== PROBLEMS TO WORK ON ==
(A) Translate this sentence from the renal injury study into Spanish: "The second most common complication was urinoma."
(B) Please extend the renal injury study below, picking up after its final sentence.

== DOCUMENT TEXT ==
* * * * * * *

Renal-related complications developed in 12 of 52 IO patients (23.1%) and in 49 of 154 NOM patients (31.8%; P = .23) (Table 2). Persistent or recurrent hematuria was the most common complication and occurred in 26 of 206 patients (12.6%), including 1 of the 52 IO patient (1.9%) and 25 of the 154 NOM patients (16.2%) (Table 4). For the majority of patients, the hematuria was self-limited, but 5 of the 26 patients (19.2%) required angiographic embolization. The second most common complication was urinoma. It developed in 21 of 206 patients (10.2%), including 5 of the 52 IO patients (9.6%) and 16 of the 154 NOM patients (10.4%). The IO patients were managed with a ureteral stent (3 patients) or a percutaneous nephrostomy (2 patients), whereas the NOM patients received a stent (8 patients), underwent a percutaneous nephrostomy (2 patients), or received no intervention (6 patients). Thirteen of 206 patients (6.3%) with a urinary tract infection were managed with antibiotics. A perirenal abscess was identified in 3 of 206 patients (1.4%) and drained percutaneously. Renal dialysis was required for 3 of 206 patients (1.4%); an additional 7 patients had transient serum creatinine elevations, which returned to normal in all patients. Of other general complications, pneumonia and deep venous thrombosis were the most frequent.

Table Graphic Jump LocationTable 4.  Renal-Related and General Complications of Patients
Follow-up

Of 206 patients, 82 (39.8%) returned for a clinic visit, 15 of 52 IO patients (28.8%) and 67 of 154 NOM patients (43.5%). Four NOM patients were reported to have persistent hematuria at follow-up, while 1 NOM patient still had poor function of the kidney due to hydronephrosis. An additional patient was hypertensive after a partial infarction of the kidney. None of the IO patients that were seen in the clinic had long-term sequelae. Of the 82 patients who returned to the clinic, 7 IO patients and 40 NOM patients had another CT scan, and only 2 patients (both NOM patients) had a small urinoma. No action was taken on any of these patients, based on the CT findings.

Nonoperative management has become the preferred way of managing BRIs, even for high-grade injuries.2,3,1224 Of the 206 patients with either a grade IV or a grade V BRI analyzed in our multicenter study, 154 (74.8%) were offered NOM, which was successful for 142 of the 154 NOM patients (92.2%). The failure rate related to the BRI was 6.5% (ie, 10 of 154 patients). These findings agree, in general, with the existing evidence in the literature, consisting typically of limited case series, often with disparate results. Altman et al3 managed 13 patients who had grade V BRIs, offering NOM successfully to 6 patients. All of them had functioning renal parenchyma on additional CT scans. Buckley and McAnninch25 reported the s-NOM of one-third of patients with grade IV blunt and penetrating renal injuries; none of them required a delayed nephrectomy. Shariat et al26 successfully managed nonoperatively 41 of 51 patients with a grade IV BRI (80%). In a systematic review of the literature, Umbreit et al27 examined 95 children with a grade IV BRI. No intervention was possible for 86 of the 95 children (72%), and partial renal preservation was possible for 90 of the 95 children (95%). In contrast to that, Rogers et al28 reported on 10 children with a grade IV BRI and 10 children with a grade V BRI. Whereas only 8 of the 10 children (80%) with a grade IV BRI were successfully managed nonoperatively, all 10 children with a grade V BRI required an IO, and only 3 (30%) achieved long-term preservation of renal function. In our study, of the 52 patients who received an IO, 18 (34.6%) underwent a renal-salvage procedure (defined as a functioning renal unit of 50% or more25). Of the 154 NOM patients, 139 (90.3%) preserved the renal function of the injured kidney; of the 142 s-NOM patients, 135 (95.1%) preserved the renal function of the injured kidney.

* * * * * * *

== INFORMATION SUPPLIED ==
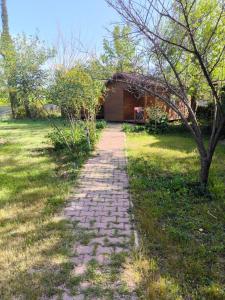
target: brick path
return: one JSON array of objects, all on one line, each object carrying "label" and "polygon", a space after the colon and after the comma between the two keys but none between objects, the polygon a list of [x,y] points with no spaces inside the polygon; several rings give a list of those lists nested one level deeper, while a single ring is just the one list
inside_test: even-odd
[{"label": "brick path", "polygon": [[124,141],[120,125],[103,131],[65,209],[80,232],[72,258],[74,276],[79,278],[77,295],[65,299],[136,299],[129,289],[123,294],[118,266],[133,239]]}]

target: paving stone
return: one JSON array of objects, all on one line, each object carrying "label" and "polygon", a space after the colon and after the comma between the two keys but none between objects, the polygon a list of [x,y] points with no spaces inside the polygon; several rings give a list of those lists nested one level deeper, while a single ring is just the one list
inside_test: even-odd
[{"label": "paving stone", "polygon": [[[95,259],[101,268],[105,266],[107,269],[110,267],[111,254],[130,251],[133,225],[129,215],[124,140],[125,134],[118,125],[110,125],[103,131],[96,153],[81,170],[79,184],[72,190],[65,208],[66,218],[78,222],[77,228],[81,234],[83,230],[84,236],[90,236],[87,245],[74,245],[74,257],[71,258],[73,274],[84,278],[77,287],[80,294],[72,298],[75,300],[85,299],[85,290],[90,287],[84,277],[90,260]],[[118,278],[119,273],[120,269]],[[116,296],[114,299],[136,299],[132,292],[129,295],[117,293],[119,285],[121,283],[115,286],[113,283],[112,290],[115,295],[118,294],[118,298]],[[105,298],[102,295],[94,299]]]}]

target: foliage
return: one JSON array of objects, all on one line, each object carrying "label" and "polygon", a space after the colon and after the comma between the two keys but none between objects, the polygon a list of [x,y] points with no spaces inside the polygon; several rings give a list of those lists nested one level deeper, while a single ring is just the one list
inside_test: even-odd
[{"label": "foliage", "polygon": [[96,129],[104,129],[107,126],[105,120],[97,120],[96,121]]},{"label": "foliage", "polygon": [[[31,104],[43,98],[43,88],[48,72],[44,65],[53,56],[53,50],[48,49],[38,37],[18,36],[15,39],[16,66],[14,80],[17,98],[24,106],[26,116],[32,117]],[[35,105],[33,105],[33,110]]]},{"label": "foliage", "polygon": [[224,146],[215,153],[205,194],[194,183],[198,156],[188,133],[129,134],[127,144],[134,215],[147,259],[139,263],[139,296],[224,299]]},{"label": "foliage", "polygon": [[161,107],[150,107],[146,109],[148,132],[163,133],[168,130],[169,121],[167,113]]},{"label": "foliage", "polygon": [[[74,132],[77,123],[83,120],[82,130],[85,131],[89,149],[96,139],[96,114],[99,109],[99,99],[103,91],[103,83],[94,78],[95,72],[92,72],[92,64],[89,67],[77,65],[70,70],[59,69],[55,72],[55,78],[49,88],[49,98],[61,107],[63,116],[67,119],[70,127],[70,141],[67,143],[69,132],[60,132],[58,128],[58,139],[71,148],[71,141],[74,141]],[[73,144],[73,142],[72,142]]]},{"label": "foliage", "polygon": [[[213,154],[225,125],[221,97],[225,66],[223,1],[106,1],[125,22],[132,24],[133,33],[153,64],[152,75],[157,75],[159,88],[152,88],[144,77],[139,80],[139,89],[166,103],[192,133],[200,156],[199,182],[206,187]],[[149,74],[146,76],[151,79]],[[196,118],[196,99],[214,104],[208,144],[204,143]]]},{"label": "foliage", "polygon": [[[71,128],[68,126],[54,128],[48,137],[57,151],[71,150],[74,157],[86,156],[89,151],[89,144],[87,142],[87,133],[85,131],[84,124],[79,123],[71,132]],[[93,148],[95,137],[91,137],[91,148]]]},{"label": "foliage", "polygon": [[131,37],[131,28],[127,25],[116,25],[112,33],[112,41],[104,39],[104,53],[100,57],[106,77],[115,72],[134,72],[140,67],[141,59],[137,55],[137,42]]},{"label": "foliage", "polygon": [[142,132],[145,130],[145,126],[143,125],[132,125],[132,124],[127,124],[124,123],[122,125],[122,130],[124,132],[130,133],[130,132]]},{"label": "foliage", "polygon": [[48,76],[44,65],[54,52],[38,37],[27,37],[24,34],[18,35],[12,41],[12,45],[13,55],[7,55],[7,60],[5,58],[1,60],[4,70],[4,80],[1,84],[6,88],[10,80],[10,86],[13,87],[16,95],[16,102],[13,104],[14,115],[16,116],[17,107],[23,106],[26,117],[31,118],[30,105],[44,97],[43,89]]}]

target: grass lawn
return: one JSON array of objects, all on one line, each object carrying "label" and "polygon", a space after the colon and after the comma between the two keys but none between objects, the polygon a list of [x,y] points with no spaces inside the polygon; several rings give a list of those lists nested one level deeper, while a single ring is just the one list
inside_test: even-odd
[{"label": "grass lawn", "polygon": [[48,298],[71,284],[76,237],[57,212],[76,174],[49,151],[49,130],[46,121],[0,122],[0,299]]},{"label": "grass lawn", "polygon": [[194,182],[199,163],[188,134],[128,134],[134,214],[142,237],[133,280],[141,299],[225,299],[225,146],[210,193]]}]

* * * * * * *

== RESPONSES FOR EACH TASK ==
(A) La segunda complicación más frecuente fue el urinoma.

(B)
Angiographic embolization has been a valuable adjunct of NOM and was used in 25 of our 154 NOM patients (16.2%), with a 92% initial success rate for bleeding control and 100% success rate after another attempt. Similarly, Hagiwara et al17 has shown excellent bleeding control in 7 of 8 patients with a high-grade BRI and active extravasation. The effectiveness of angiographic embolization was lower in a study of 22 patients with BRI by Menaker et al,16 who experienced 7 failures of NOM (27%). Similarly, Hotaling et al29 analyzed the National Trauma Data Bank and reported that 29% of patients who underwent angiographic embolization required another embolization.

Multiple predictors of f-NOM have been identified in the literature, most of them expressing common sense. Toutouzas et al12 found ISS, fluid and blood requirements, and diagnostic findings to be predictive of f-NOM. Associated abdominal injuries, older than 55 years of age, ISS greater than 25, ongoing blood transfusions, and worsening acidosis are additional predictors of f-NOM in other studies.2,5,19,25,30 An age of older than 55 years and a road traffic crash as the mechanism of injury were the 2 independent predictors in our study, and they both increased the odds of f-NOM by nearly 6-fold. Although an older age does not come as a surprise, the specific mechanism of injury requires further exploration. In a study by Kuan et al31 of 115 patients with BRI from the Crash Injury Research and Engineering Network, 36 were found to have grade III to grade V BRIs. In frontal collisions, the seat belt was deemed to be related to the injury, whereas side-door intrusion and the armrest seemed to be the causative factors in lateral collisions. Therefore, it may be true that road traffic crashes with or without seat belts predispose patients to BRI more than do other mechanisms of injury.

The complications following a high-grade BRI are significant32 even when the patients are managed nonoperatively. Starnes et al13 showed that the incidence of complications in severe BRI (grades III-V) were similar between patients who underwent renal exploration (7.3%) and NOM patients (7.9%). Nephrorrhaphy was associated with the highest rate of complications. Similarly, Shariat et al26 showed nonsignificantly different rates of complications between NOM patients (28%) and IO patients (13%) with grade IV BRIs. Obviously, these results may be misleading because renal-related complications are harder to develop after nephrectomy, and one could argue that the ultimate complication is the loss of the kidney. In our study, persistent hematuria and urinoma were the most frequent complications. An intervention was required for 19.2% of patients with persistent hematuria (angiographic embolization) and 71.4% of patients with urinoma (ureteral stenting, percutaneous nephrostomy, and percutaneous drainage of collection).

Long-term follow-up is the Achilles’ heel of every trauma study. We only had data on 39.8% of patients who returned to follow-up and on even fewer who had additional CT scans. Our study was not designed to address the speed of the healing process for patients with high-grade BRI or the common questions of patients returning to work or athletic activities. We could not comment on long-term sequelae, such as nephrogenic hypertension, in this population. Other limitations of this retrospective review included the lack of standardized protocols across all participating centers for the management of BRI, which resulted in significantly different practices. Analyzing these differences made no statistical sense because the number per center became prohibitively low. Finally, as it happens in such unfunded, multicenter collaborations, we compromised certain fields in order to improve participation. Not all desirable details were requested because the primary intent was to allow centers to collect data without an unreasonable effort.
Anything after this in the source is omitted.